_Selected excerpt_
Allison... I guess that brings up the issue of how important reality is to the reader. sometimes it's nice to be able to construct a persona from hints and details that the writer provides rather than be forced to confront an inconvenient reality. Even though I am very open about who I am, I hold back certain information/details about my life that might color the way some readers view me. I think most bloggers/journalers do this. Who knows... maybe the emerging popularity of 'reality TV' indicates that people really do want to know every last detail about those they read.

Psychotoddler... I'm glad you admit that your identity was a pretty poorly kept secret from the start. My wife figure out who you were in about 20 seconds... and she knew you mostly from hearing me talk about the NY music scene. :-) As to you 'dissing people'... yeah right. You're not exactly the 'shock jock' of the blogger world. :-) From what I've read, you're a lot nicer to certain people than I would have been (haMevin Yavin).

Jack... I agree that anonymity offers a degree of freedom of expression. The trade-of is the loss of real intimacy one has with his/her readers.

Posted by: David | Feb 23, 2005 8:51:25 AM

whoops! Carol, our comments crossed each other.

I remember you wrote about the various pictures/headshots that you've had over the years, and your most recent one is obviously a little more daring than the previous incarnations. However, I agree with you... a pretty face and, ahem, interesting neckline would not hold anyone's attention for long, much less encourage someone to become a long-term reader. I assume that most people who read you regularly do so because of your writing and ideas... not because of your other, um, attributes... and certainly not because I blogrolled you. :-)

Since we're on the subject, though... I will say that you look nothing like what I'd imagined.

Posted by: David | Feb 23, 2005 9:02:05 AM

Well, I am a blogger who recently decided to publish a picture of myself. Since my blog has taken a new direction with the diagnosis of my son as autistic, I chose a picture taken recently of us both. It is NOT flattering to me (IMHO) but it conveys a thought about the relationship I have with my son.

_Provided data_
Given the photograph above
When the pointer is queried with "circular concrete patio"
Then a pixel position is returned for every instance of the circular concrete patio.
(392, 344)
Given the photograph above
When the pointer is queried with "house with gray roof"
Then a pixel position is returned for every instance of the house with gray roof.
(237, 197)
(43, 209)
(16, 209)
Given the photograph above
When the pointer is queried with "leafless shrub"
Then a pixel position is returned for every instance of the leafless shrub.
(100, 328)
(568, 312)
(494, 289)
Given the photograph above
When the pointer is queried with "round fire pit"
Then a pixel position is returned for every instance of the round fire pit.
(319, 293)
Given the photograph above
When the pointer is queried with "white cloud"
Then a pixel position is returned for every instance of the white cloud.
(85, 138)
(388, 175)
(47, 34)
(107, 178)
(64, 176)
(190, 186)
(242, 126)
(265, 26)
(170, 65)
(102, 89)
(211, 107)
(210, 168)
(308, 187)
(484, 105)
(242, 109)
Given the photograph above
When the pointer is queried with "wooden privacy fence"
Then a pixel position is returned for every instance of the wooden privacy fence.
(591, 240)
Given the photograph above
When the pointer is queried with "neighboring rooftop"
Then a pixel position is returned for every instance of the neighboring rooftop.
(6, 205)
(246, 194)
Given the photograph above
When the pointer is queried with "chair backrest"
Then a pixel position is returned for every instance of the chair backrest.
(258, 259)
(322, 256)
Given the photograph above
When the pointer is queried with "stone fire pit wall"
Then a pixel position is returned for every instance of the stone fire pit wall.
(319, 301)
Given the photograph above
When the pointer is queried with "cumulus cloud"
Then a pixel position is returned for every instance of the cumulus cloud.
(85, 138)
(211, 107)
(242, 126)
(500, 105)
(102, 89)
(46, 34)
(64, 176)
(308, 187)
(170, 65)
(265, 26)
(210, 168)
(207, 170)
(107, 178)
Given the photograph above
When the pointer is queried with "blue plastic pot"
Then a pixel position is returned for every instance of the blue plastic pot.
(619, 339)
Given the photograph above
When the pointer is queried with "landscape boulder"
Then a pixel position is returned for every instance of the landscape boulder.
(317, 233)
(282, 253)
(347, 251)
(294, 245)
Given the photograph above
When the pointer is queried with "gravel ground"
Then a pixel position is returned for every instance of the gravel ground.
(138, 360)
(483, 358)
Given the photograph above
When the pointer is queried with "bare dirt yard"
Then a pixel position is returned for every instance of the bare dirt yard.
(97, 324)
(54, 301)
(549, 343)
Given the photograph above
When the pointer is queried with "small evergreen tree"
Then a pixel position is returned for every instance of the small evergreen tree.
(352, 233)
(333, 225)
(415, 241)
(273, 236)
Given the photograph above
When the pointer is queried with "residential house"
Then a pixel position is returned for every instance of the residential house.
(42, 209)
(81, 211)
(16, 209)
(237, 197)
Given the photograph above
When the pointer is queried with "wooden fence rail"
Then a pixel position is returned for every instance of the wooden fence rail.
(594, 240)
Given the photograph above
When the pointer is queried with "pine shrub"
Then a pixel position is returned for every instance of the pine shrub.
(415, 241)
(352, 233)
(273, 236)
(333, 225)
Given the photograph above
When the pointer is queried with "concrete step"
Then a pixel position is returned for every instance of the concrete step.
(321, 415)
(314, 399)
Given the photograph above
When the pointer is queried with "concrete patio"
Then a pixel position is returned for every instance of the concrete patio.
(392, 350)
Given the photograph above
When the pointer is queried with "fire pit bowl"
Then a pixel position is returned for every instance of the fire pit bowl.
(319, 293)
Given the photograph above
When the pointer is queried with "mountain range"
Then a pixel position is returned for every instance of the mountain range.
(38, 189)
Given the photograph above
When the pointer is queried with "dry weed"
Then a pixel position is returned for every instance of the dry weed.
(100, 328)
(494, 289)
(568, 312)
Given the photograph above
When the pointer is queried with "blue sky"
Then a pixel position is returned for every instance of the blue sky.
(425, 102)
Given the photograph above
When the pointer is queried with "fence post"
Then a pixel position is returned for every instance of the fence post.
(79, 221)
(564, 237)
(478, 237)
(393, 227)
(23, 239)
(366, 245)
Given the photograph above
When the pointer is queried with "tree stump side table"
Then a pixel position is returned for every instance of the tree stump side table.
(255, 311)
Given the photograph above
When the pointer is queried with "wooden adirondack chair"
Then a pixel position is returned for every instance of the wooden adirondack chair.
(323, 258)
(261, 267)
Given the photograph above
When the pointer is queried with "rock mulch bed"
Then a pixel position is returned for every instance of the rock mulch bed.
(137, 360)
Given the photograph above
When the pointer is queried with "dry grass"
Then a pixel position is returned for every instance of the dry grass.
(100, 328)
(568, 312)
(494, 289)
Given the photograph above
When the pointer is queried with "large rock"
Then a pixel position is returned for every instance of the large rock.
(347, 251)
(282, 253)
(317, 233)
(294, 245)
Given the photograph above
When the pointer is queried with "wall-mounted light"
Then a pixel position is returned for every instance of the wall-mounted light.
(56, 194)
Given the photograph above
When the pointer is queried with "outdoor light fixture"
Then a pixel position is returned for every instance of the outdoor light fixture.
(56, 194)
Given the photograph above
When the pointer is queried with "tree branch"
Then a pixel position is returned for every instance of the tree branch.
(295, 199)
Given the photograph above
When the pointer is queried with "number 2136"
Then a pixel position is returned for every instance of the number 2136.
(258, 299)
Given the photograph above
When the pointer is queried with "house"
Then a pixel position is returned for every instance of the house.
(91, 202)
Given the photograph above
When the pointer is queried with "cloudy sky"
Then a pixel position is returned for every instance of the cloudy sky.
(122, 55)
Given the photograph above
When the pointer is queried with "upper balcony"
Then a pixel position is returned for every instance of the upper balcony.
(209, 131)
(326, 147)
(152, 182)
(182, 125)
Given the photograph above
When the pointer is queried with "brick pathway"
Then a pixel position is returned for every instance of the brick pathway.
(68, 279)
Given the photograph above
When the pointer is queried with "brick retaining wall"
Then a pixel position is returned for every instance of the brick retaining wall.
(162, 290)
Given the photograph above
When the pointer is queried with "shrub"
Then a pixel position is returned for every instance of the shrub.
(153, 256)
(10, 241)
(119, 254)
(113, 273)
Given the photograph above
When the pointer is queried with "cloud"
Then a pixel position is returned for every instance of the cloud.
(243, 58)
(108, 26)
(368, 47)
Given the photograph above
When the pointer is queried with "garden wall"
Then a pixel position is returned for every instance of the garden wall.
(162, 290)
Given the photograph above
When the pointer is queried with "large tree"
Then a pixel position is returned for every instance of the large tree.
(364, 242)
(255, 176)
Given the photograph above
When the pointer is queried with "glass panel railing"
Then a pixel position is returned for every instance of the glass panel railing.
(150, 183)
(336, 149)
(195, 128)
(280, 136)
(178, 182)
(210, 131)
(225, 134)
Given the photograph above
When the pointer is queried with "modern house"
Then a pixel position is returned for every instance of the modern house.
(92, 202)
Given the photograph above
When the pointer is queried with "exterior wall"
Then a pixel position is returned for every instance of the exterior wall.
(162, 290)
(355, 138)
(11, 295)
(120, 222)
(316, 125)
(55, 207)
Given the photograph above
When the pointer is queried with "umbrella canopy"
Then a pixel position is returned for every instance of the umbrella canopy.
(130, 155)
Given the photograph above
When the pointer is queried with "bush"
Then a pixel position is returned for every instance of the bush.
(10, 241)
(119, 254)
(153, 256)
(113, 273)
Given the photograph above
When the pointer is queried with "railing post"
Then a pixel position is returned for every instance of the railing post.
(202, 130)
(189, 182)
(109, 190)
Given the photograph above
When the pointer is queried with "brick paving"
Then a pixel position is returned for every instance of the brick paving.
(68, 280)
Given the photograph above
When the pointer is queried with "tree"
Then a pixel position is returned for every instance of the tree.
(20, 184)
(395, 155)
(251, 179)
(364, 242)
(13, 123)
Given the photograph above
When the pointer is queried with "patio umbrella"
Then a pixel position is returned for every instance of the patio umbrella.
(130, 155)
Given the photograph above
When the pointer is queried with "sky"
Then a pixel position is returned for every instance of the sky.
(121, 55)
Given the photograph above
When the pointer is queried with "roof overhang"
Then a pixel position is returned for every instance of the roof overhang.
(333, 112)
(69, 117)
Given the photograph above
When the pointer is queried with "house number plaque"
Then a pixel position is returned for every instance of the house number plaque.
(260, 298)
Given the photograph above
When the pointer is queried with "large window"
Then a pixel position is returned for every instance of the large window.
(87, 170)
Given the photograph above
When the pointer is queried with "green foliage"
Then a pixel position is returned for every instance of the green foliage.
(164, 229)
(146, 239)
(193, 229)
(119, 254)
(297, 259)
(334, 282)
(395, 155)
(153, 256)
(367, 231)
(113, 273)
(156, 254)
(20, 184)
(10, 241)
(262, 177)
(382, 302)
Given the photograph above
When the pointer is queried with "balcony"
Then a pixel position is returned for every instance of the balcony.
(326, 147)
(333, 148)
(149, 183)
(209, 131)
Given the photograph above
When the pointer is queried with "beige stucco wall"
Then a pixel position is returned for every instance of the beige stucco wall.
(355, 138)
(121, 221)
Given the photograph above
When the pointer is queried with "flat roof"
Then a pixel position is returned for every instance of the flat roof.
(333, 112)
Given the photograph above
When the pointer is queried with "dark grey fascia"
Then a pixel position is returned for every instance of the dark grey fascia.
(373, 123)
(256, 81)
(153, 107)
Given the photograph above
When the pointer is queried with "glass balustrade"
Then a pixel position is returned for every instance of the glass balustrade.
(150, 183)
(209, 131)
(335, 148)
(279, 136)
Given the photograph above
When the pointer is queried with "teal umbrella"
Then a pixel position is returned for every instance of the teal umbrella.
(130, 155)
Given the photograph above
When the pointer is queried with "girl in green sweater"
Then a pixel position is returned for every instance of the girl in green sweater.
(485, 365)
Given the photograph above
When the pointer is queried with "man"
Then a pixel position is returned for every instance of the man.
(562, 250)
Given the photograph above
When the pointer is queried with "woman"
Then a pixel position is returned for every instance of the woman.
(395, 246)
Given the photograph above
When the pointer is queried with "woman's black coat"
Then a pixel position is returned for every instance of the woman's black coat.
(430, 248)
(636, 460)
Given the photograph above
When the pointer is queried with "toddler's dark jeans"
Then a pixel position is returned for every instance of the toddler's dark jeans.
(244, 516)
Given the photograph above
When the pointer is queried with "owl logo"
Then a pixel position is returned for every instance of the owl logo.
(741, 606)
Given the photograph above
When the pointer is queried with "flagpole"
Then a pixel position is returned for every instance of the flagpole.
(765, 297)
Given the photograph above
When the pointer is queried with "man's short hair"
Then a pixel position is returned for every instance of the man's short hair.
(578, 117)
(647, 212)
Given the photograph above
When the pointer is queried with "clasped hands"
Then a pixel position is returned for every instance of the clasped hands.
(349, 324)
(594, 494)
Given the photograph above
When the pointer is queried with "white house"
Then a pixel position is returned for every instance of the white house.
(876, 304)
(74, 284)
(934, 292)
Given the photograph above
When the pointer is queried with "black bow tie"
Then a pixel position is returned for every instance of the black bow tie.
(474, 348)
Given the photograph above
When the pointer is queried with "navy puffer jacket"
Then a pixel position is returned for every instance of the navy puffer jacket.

_The problem_
Repeat the passage of the blog comment thread that starts at the words "Posted by: David | Feb 23, 2005 8:51:25" and ends after "what I'd imagined.". The entries have no connection to the blog comment thread.

_Task output_
Posted by: David | Feb 23, 2005 8:51:25 AM

whoops! Carol, our comments crossed each other.

I remember you wrote about the various pictures/headshots that you've had over the years, and your most recent one is obviously a little more daring than the previous incarnations. However, I agree with you... a pretty face and, ahem, interesting neckline would not hold anyone's attention for long, much less encourage someone to become a long-term reader. I assume that most people who read you regularly do so because of your writing and ideas... not because of your other, um, attributes... and certainly not because I blogrolled you. :-)

Since we're on the subject, though... I will say that you look nothing like what I'd imagined.